### Exercise
Reproduce the passage of the earnings call transcript starting at "And that’s why" and ending at "a quarterly basis.".

### Page excerpt
********************

Marcelo Santos: I have 2 questions related to margins. The first is on the consolidated margins. When you look at the margin on a year-over-year basis, they had a great expansion. And when you look on a quarter-over-quarter basis, they declined a bit. And I wanted to understand this a little bit better because this is the first quarter that you post a sequential increase in real revenues for a while. So I think it would be more natural to expect a bit of margin expansion, but are there some seasonal factors that somehow pressure margins, some specifics? I just wanted to understand a bit better. And the second question is on Paraguay’s margin. I think there was a strong year-over-year improvement in the margins. So I just wanted to understand better the factors that are driving this improvement.
Gabriel Blasi: Okay. Starting the first part of the question, I don’t have a single answer. In fact, what happens is the mixture of different effects, Marcelo. Number one is that we have some type of seasonality. If you look at what happens to our margins on a yearly basis, you will see that typically, we start with margins on the upper part of the curve, and then they slowly come down. That will be like the normal situation. In this case, on top of that, you have the effect of the inflation that, during the period, has moved very differently. We started with a much higher inflation and the drop has been very significant. So the relative effect of this drop, remember what we always say regarding how the company behaves on the high inflation environment, and on the drop, that has helped a lot in terms of improving the margin.
And that’s why you also see a very significant change between quarters because during the first quarter, inflation was 2 digit and second quarter, we had inflation of 1 digit, and now, at present, inflation continued to drop below even 5%. And maybe we don’t — and this is just to give you some color, we don’t think that inflation would probably drop to 0. There is some resistance on the core inflation and it’s more likely to stabilize on the 2%, 3% area. But we expect that our margin generation will be more normalized from now to the end of the year. I understand that this has not been, for sure, very clear on the explanation over the fall. But I offer if you want, we can do a separate call and we can dig in the details to make you get a better understanding of what happened on a quarterly basis.
Roberto Nóbile: See — sorry, Gabriel, I would add — thank you, Marcelo, for the question. This is Roberto. There are several, I would say, important projects that has to do with our back-end modernization that were achieved by the last — by the end of last year. So all the sales force implementation, we finalized that project on December of last year. And we have started to have the outcomes of having all our B2C customer base in 1 site, one billing, one way of contacting us. We have increased our digitalization. We have 60% of our contacts through — that are going through our own digital platform. So there are a lot of outcomes that are coming from these type of modernizations that we have done during the last years. So we are reducing the amount of hours that we are buying from our contact centers.
We are increasing our digital contacts. I mean, these are the type of things that are really improving our margins despite of any seasonal thing. Going back to the seasonal thing, if you take a look into the first quarter of last — of 2023 and you compare it to the first quarter of this year, usually in the previous years, we will increase prices in January and then wait 2 or 3 months and then start increasing again. That type of things will make the first quarter look much better than the rest because we were increasing a lot in January. Since April of 2023, we started increasing prices every month on a monthly basis. So there is no seasonal thing. It runs — there’s a pass-through of inflation. We are trying to do the pass-through to inflation as fast as we can.

********************

Stored dataset items:
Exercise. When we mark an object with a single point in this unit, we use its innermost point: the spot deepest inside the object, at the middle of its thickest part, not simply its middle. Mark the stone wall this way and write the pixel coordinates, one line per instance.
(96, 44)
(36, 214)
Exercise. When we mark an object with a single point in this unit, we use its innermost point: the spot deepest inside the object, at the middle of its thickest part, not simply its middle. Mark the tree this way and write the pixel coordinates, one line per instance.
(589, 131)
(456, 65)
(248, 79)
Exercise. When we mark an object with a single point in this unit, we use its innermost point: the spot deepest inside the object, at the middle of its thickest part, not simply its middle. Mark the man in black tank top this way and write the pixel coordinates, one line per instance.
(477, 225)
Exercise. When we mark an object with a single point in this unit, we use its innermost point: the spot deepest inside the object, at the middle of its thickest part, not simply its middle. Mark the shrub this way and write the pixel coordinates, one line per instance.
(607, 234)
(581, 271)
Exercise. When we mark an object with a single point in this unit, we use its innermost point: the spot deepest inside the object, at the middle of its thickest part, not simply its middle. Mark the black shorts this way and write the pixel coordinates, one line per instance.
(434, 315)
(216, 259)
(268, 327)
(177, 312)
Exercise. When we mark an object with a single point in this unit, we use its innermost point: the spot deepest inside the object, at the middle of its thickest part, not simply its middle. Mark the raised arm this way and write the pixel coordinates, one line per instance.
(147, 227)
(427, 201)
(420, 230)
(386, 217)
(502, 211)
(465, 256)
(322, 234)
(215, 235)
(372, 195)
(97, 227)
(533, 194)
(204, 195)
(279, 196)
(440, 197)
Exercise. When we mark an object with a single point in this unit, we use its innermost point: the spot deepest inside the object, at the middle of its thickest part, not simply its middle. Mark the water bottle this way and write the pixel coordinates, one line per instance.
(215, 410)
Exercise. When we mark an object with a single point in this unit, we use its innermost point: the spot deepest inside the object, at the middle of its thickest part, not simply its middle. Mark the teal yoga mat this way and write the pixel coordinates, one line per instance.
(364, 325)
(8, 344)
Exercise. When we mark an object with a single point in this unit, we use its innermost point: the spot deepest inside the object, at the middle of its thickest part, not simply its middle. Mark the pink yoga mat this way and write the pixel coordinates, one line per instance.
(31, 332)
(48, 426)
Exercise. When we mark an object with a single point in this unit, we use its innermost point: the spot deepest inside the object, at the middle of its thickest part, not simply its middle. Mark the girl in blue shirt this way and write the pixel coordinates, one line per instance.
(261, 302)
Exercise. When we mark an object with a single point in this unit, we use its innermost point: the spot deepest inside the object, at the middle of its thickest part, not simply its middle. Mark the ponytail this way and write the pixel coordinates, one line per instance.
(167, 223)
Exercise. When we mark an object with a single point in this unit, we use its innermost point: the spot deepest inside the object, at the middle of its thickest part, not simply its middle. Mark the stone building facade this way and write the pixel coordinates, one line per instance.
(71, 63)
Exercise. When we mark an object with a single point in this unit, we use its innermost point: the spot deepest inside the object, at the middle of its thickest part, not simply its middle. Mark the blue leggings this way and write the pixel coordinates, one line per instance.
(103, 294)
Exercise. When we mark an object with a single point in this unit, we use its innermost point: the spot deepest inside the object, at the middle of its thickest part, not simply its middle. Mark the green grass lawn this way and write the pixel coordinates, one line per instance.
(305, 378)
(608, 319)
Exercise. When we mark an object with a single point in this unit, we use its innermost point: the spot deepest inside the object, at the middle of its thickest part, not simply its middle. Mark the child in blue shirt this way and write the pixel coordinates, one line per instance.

********************

### Result of this exercise
And that’s why you also see a very significant change between quarters because during the first quarter, inflation was 2 digit and second quarter, we had inflation of 1 digit, and now, at present, inflation continued to drop below even 5%. And maybe we don’t — and this is just to give you some color, we don’t think that inflation would probably drop to 0. There is some resistance on the core inflation and it’s more likely to stabilize on the 2%, 3% area. But we expect that our margin generation will be more normalized from now to the end of the year. I understand that this has not been, for sure, very clear on the explanation over the fall. But I offer if you want, we can do a separate call and we can dig in the details to make you get a better understanding of what happened on a quarterly basis.